:: WHAT YOU ARE ASKED TO DO ::
Leaving nothing out, set down all the data exactly.

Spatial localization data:
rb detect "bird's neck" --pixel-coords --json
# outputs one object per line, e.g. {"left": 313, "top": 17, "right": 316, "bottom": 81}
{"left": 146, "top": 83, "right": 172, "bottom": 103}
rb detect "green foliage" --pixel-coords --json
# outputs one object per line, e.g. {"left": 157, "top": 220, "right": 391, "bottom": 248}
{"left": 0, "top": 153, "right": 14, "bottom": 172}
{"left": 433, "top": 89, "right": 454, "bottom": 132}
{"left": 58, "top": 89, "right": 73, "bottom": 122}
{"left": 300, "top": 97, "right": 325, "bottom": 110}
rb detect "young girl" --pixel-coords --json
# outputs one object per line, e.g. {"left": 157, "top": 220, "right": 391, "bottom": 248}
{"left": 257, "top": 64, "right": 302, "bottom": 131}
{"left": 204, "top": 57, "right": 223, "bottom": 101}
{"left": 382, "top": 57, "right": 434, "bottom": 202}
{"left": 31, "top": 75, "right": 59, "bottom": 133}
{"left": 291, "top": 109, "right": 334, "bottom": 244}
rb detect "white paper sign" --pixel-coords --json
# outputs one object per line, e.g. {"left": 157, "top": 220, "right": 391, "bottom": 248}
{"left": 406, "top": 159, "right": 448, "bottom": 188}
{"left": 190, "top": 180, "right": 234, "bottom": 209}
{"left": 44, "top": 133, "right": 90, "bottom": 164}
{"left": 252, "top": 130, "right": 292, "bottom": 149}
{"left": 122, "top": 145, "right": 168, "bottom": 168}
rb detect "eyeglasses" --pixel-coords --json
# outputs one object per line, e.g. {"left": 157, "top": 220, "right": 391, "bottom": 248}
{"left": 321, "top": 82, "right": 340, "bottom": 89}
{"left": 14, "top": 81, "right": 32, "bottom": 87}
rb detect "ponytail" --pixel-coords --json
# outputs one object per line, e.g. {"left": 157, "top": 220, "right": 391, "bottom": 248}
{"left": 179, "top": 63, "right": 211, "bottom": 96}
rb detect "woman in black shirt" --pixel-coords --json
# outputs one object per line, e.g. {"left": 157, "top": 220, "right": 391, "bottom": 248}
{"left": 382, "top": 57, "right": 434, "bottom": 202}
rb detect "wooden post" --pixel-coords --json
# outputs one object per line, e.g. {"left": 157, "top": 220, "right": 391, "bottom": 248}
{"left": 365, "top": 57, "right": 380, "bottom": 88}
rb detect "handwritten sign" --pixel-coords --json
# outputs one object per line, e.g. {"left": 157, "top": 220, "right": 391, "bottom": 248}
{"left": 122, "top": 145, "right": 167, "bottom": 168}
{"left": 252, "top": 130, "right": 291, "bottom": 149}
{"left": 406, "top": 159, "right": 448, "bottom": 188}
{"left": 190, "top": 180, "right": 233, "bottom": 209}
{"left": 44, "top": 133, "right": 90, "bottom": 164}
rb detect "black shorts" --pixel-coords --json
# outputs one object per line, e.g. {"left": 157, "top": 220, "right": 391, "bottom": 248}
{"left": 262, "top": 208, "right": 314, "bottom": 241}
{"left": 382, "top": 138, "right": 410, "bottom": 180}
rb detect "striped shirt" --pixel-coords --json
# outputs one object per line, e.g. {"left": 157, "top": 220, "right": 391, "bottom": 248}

:: YOUR RESPONSE ::
rb detect "bird's neck" --pixel-coords --json
# outputs one object per line, e.g. {"left": 313, "top": 17, "right": 316, "bottom": 81}
{"left": 146, "top": 83, "right": 172, "bottom": 103}
rb detect "green foliage" --pixel-coords --json
# outputs one object per line, e.g. {"left": 157, "top": 220, "right": 391, "bottom": 248}
{"left": 0, "top": 153, "right": 14, "bottom": 172}
{"left": 433, "top": 89, "right": 454, "bottom": 132}
{"left": 58, "top": 89, "right": 73, "bottom": 122}
{"left": 300, "top": 97, "right": 325, "bottom": 110}
rb detect "young girl" --pixel-coords --json
# outputs one object per line, e.g. {"left": 157, "top": 220, "right": 391, "bottom": 248}
{"left": 257, "top": 64, "right": 302, "bottom": 131}
{"left": 204, "top": 57, "right": 223, "bottom": 101}
{"left": 382, "top": 57, "right": 434, "bottom": 202}
{"left": 31, "top": 75, "right": 59, "bottom": 133}
{"left": 291, "top": 109, "right": 334, "bottom": 244}
rb detect "white paper sign" --pixel-coords --json
# outputs one object per line, e.g. {"left": 157, "top": 220, "right": 391, "bottom": 248}
{"left": 406, "top": 159, "right": 448, "bottom": 188}
{"left": 190, "top": 180, "right": 234, "bottom": 209}
{"left": 44, "top": 133, "right": 90, "bottom": 164}
{"left": 252, "top": 130, "right": 292, "bottom": 149}
{"left": 122, "top": 145, "right": 168, "bottom": 168}
rb detect "eyeglasses" --pixel-coords --json
# outputs one object per line, e.g. {"left": 157, "top": 220, "right": 391, "bottom": 248}
{"left": 321, "top": 82, "right": 340, "bottom": 89}
{"left": 14, "top": 81, "right": 32, "bottom": 87}
rb detect "ponytail" --pixel-coords --json
# outputs one object per line, e.g. {"left": 157, "top": 220, "right": 391, "bottom": 248}
{"left": 179, "top": 63, "right": 211, "bottom": 96}
rb detect "woman in black shirt" --pixel-coords --json
# outputs one object per line, e.g. {"left": 157, "top": 220, "right": 391, "bottom": 248}
{"left": 382, "top": 57, "right": 434, "bottom": 202}
rb detect "wooden post" --pixel-coords --json
# outputs one object per line, e.g. {"left": 157, "top": 220, "right": 391, "bottom": 248}
{"left": 365, "top": 57, "right": 380, "bottom": 88}
rb detect "handwritten sign" --pixel-coords --json
# outputs one object per line, e.g. {"left": 157, "top": 220, "right": 391, "bottom": 248}
{"left": 122, "top": 145, "right": 167, "bottom": 168}
{"left": 252, "top": 130, "right": 291, "bottom": 149}
{"left": 406, "top": 159, "right": 448, "bottom": 188}
{"left": 190, "top": 180, "right": 233, "bottom": 209}
{"left": 44, "top": 133, "right": 90, "bottom": 164}
rb detect "black shorts" --pixel-coords --json
# outputs one object per line, e.g. {"left": 157, "top": 220, "right": 391, "bottom": 248}
{"left": 262, "top": 208, "right": 314, "bottom": 241}
{"left": 382, "top": 138, "right": 410, "bottom": 180}
rb detect "striped shirt" --pixel-coords --json
# outputs one object per line, e.g. {"left": 157, "top": 220, "right": 391, "bottom": 248}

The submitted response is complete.